== Segment start ==
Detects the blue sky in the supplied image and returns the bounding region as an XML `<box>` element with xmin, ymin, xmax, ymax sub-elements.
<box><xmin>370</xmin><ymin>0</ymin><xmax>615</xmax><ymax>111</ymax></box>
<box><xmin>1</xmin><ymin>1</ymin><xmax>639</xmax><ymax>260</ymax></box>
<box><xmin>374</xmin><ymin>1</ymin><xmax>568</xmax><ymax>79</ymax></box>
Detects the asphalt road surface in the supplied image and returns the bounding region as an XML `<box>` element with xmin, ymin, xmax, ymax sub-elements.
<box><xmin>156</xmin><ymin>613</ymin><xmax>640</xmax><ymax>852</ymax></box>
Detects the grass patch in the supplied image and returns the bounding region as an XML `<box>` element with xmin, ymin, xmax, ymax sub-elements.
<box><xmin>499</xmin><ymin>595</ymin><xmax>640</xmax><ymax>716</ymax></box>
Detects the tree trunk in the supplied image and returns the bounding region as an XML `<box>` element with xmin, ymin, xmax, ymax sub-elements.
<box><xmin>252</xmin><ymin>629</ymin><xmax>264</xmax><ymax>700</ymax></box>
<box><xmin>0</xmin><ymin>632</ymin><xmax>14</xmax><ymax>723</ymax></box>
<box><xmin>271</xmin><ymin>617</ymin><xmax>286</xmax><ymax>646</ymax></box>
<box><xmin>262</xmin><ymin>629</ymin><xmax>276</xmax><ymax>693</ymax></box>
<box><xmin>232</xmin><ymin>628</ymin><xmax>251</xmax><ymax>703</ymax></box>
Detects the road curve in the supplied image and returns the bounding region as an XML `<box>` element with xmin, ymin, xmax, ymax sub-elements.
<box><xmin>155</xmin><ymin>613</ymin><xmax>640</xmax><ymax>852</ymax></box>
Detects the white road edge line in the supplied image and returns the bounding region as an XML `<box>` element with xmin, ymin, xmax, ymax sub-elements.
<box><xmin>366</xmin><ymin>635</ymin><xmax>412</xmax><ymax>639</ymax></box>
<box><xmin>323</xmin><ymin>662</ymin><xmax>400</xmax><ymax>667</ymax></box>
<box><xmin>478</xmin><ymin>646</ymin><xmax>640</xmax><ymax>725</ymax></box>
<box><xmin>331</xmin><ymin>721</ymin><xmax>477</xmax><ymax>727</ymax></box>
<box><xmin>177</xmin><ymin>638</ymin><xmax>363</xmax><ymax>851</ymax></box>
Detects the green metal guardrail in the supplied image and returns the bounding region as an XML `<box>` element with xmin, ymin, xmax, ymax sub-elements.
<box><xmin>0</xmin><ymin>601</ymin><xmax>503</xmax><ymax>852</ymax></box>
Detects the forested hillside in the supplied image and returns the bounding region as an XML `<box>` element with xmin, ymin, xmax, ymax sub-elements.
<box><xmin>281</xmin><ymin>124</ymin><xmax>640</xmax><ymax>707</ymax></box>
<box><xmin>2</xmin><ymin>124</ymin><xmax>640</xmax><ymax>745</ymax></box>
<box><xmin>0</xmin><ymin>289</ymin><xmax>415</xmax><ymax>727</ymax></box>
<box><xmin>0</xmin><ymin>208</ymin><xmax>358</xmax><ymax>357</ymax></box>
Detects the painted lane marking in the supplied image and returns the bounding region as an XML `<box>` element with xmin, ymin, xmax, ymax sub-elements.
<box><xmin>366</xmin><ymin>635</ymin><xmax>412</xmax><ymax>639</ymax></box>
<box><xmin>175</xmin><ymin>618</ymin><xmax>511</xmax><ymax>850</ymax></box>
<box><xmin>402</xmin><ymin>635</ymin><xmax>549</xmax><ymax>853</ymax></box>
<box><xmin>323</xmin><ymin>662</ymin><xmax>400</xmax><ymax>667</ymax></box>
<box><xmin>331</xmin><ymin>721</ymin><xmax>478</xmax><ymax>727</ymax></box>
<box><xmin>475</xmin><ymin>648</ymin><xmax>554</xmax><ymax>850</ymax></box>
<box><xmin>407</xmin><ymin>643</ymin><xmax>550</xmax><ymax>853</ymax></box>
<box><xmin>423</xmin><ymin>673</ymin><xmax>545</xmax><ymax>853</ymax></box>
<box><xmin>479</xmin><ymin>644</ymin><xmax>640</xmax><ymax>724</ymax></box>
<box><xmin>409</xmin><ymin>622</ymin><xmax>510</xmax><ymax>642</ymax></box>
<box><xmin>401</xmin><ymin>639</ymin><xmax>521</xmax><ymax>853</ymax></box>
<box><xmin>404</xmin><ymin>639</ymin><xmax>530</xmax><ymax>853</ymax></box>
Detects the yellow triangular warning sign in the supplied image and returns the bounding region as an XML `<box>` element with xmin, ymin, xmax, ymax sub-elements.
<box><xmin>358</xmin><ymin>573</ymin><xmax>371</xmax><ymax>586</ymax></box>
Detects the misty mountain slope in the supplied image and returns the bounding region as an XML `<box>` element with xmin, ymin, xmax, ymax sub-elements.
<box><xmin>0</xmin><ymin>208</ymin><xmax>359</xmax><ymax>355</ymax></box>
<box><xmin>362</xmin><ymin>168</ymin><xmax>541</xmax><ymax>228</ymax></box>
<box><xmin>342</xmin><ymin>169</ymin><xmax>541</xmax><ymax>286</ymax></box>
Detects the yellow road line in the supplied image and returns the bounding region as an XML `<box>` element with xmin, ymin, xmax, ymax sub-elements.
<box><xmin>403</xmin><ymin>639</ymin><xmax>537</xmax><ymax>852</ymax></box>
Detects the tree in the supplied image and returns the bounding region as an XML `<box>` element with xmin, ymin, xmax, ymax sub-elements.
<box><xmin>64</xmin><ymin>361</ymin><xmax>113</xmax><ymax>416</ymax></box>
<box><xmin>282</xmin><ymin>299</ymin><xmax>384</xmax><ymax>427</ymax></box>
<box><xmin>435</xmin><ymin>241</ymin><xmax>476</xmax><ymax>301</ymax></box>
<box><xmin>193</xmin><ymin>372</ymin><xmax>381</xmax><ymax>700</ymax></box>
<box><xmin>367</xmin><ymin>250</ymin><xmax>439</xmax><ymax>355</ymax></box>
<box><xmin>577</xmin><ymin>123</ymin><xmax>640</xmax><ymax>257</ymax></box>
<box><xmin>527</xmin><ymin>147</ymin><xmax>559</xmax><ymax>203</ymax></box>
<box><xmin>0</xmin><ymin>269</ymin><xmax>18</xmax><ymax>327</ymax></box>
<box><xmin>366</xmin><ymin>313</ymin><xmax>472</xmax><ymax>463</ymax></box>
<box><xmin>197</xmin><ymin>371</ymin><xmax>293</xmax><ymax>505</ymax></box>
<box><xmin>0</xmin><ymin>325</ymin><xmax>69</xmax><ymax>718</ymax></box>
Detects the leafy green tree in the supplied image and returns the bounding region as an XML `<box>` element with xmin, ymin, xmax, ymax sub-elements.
== Segment end ==
#### ACTION ITEM:
All the data is to be copied over exactly as it stands.

#### SOLUTION:
Detects the blue sky in the supplied image and returns the bounding region as an XML `<box>` element with xmin, ymin, xmax, ymax sub-elements.
<box><xmin>370</xmin><ymin>0</ymin><xmax>615</xmax><ymax>111</ymax></box>
<box><xmin>1</xmin><ymin>1</ymin><xmax>639</xmax><ymax>260</ymax></box>
<box><xmin>374</xmin><ymin>1</ymin><xmax>568</xmax><ymax>79</ymax></box>
Detects the asphalt road surface in the supplied image and returns the bounding region as an XML `<box>` element with xmin, ymin, xmax, ymax sub-elements.
<box><xmin>156</xmin><ymin>613</ymin><xmax>640</xmax><ymax>852</ymax></box>
Detects the grass patch in the supplied image and returns the bounding region as an XML `<box>` element with xmin, ymin, xmax, ymax sub-elements.
<box><xmin>499</xmin><ymin>595</ymin><xmax>640</xmax><ymax>716</ymax></box>
Detects the tree trunk in the supplied image and returns the bounding region as an XML `<box>` element with xmin, ymin, xmax, ymax sub-elements.
<box><xmin>252</xmin><ymin>629</ymin><xmax>264</xmax><ymax>700</ymax></box>
<box><xmin>0</xmin><ymin>632</ymin><xmax>14</xmax><ymax>723</ymax></box>
<box><xmin>271</xmin><ymin>617</ymin><xmax>286</xmax><ymax>646</ymax></box>
<box><xmin>262</xmin><ymin>629</ymin><xmax>276</xmax><ymax>693</ymax></box>
<box><xmin>232</xmin><ymin>628</ymin><xmax>251</xmax><ymax>703</ymax></box>
Detects the road curve in the supplied image and returns the bounding region as an XML `<box>` element with xmin, ymin, xmax, ymax sub-elements.
<box><xmin>155</xmin><ymin>613</ymin><xmax>640</xmax><ymax>852</ymax></box>
Detects the white road edge line in the supplied image and returns the bounding region as an XML `<box>` element with xmin, ymin, xmax, ymax sub-elements.
<box><xmin>366</xmin><ymin>635</ymin><xmax>412</xmax><ymax>639</ymax></box>
<box><xmin>323</xmin><ymin>662</ymin><xmax>400</xmax><ymax>667</ymax></box>
<box><xmin>478</xmin><ymin>646</ymin><xmax>640</xmax><ymax>725</ymax></box>
<box><xmin>331</xmin><ymin>721</ymin><xmax>477</xmax><ymax>727</ymax></box>
<box><xmin>177</xmin><ymin>638</ymin><xmax>363</xmax><ymax>851</ymax></box>
Detects the green metal guardrail in the supplied image and returns the bounding region as an XML `<box>` element with xmin, ymin, xmax, ymax sub-elements.
<box><xmin>0</xmin><ymin>601</ymin><xmax>503</xmax><ymax>852</ymax></box>
Detects the forested hillside in the supplied image and returns the bounding region as an XML `<box>` element with xmin, ymin, xmax, ymax sub-elements.
<box><xmin>281</xmin><ymin>124</ymin><xmax>640</xmax><ymax>707</ymax></box>
<box><xmin>2</xmin><ymin>124</ymin><xmax>640</xmax><ymax>745</ymax></box>
<box><xmin>0</xmin><ymin>289</ymin><xmax>415</xmax><ymax>727</ymax></box>
<box><xmin>0</xmin><ymin>208</ymin><xmax>358</xmax><ymax>357</ymax></box>
Detects the painted lane marking in the supplied image and returns the bounding region as an XML `<box>` element with xmin, ymin, xmax, ymax sub-elements.
<box><xmin>366</xmin><ymin>635</ymin><xmax>412</xmax><ymax>639</ymax></box>
<box><xmin>175</xmin><ymin>618</ymin><xmax>511</xmax><ymax>850</ymax></box>
<box><xmin>402</xmin><ymin>635</ymin><xmax>549</xmax><ymax>853</ymax></box>
<box><xmin>323</xmin><ymin>662</ymin><xmax>400</xmax><ymax>667</ymax></box>
<box><xmin>331</xmin><ymin>721</ymin><xmax>478</xmax><ymax>727</ymax></box>
<box><xmin>475</xmin><ymin>648</ymin><xmax>554</xmax><ymax>850</ymax></box>
<box><xmin>407</xmin><ymin>643</ymin><xmax>550</xmax><ymax>853</ymax></box>
<box><xmin>423</xmin><ymin>673</ymin><xmax>545</xmax><ymax>853</ymax></box>
<box><xmin>479</xmin><ymin>644</ymin><xmax>640</xmax><ymax>724</ymax></box>
<box><xmin>409</xmin><ymin>622</ymin><xmax>510</xmax><ymax>642</ymax></box>
<box><xmin>401</xmin><ymin>639</ymin><xmax>521</xmax><ymax>853</ymax></box>
<box><xmin>404</xmin><ymin>639</ymin><xmax>530</xmax><ymax>853</ymax></box>
Detects the yellow triangular warning sign in the supplied image and returns the bounding region as an XML `<box>` element with xmin, ymin, xmax, ymax sub-elements.
<box><xmin>358</xmin><ymin>573</ymin><xmax>371</xmax><ymax>586</ymax></box>
Detects the misty mountain slope in the supplied image and returns the bounding region as an XML `<box>` element with xmin, ymin, xmax, ymax sub-elements.
<box><xmin>0</xmin><ymin>208</ymin><xmax>359</xmax><ymax>355</ymax></box>
<box><xmin>362</xmin><ymin>168</ymin><xmax>541</xmax><ymax>228</ymax></box>
<box><xmin>342</xmin><ymin>169</ymin><xmax>541</xmax><ymax>286</ymax></box>
Detects the yellow road line in the supplied image and returns the bounding region as an XML `<box>` element with xmin, ymin, xmax, ymax sub-elements.
<box><xmin>403</xmin><ymin>639</ymin><xmax>537</xmax><ymax>852</ymax></box>
Detects the tree in the supplied image and returns the bounding region as an XML `<box>` element with xmin, ymin, xmax, ymax sub-elements.
<box><xmin>64</xmin><ymin>361</ymin><xmax>113</xmax><ymax>416</ymax></box>
<box><xmin>282</xmin><ymin>299</ymin><xmax>384</xmax><ymax>427</ymax></box>
<box><xmin>435</xmin><ymin>241</ymin><xmax>476</xmax><ymax>301</ymax></box>
<box><xmin>193</xmin><ymin>372</ymin><xmax>381</xmax><ymax>700</ymax></box>
<box><xmin>367</xmin><ymin>250</ymin><xmax>439</xmax><ymax>355</ymax></box>
<box><xmin>577</xmin><ymin>123</ymin><xmax>640</xmax><ymax>257</ymax></box>
<box><xmin>527</xmin><ymin>147</ymin><xmax>559</xmax><ymax>203</ymax></box>
<box><xmin>0</xmin><ymin>269</ymin><xmax>18</xmax><ymax>327</ymax></box>
<box><xmin>366</xmin><ymin>313</ymin><xmax>472</xmax><ymax>463</ymax></box>
<box><xmin>197</xmin><ymin>371</ymin><xmax>293</xmax><ymax>505</ymax></box>
<box><xmin>0</xmin><ymin>325</ymin><xmax>69</xmax><ymax>718</ymax></box>
Detects the leafy green tree in the supplied image and returns the bounding region as an XML `<box>` element with xmin, ymin, xmax, ymax sub-elements.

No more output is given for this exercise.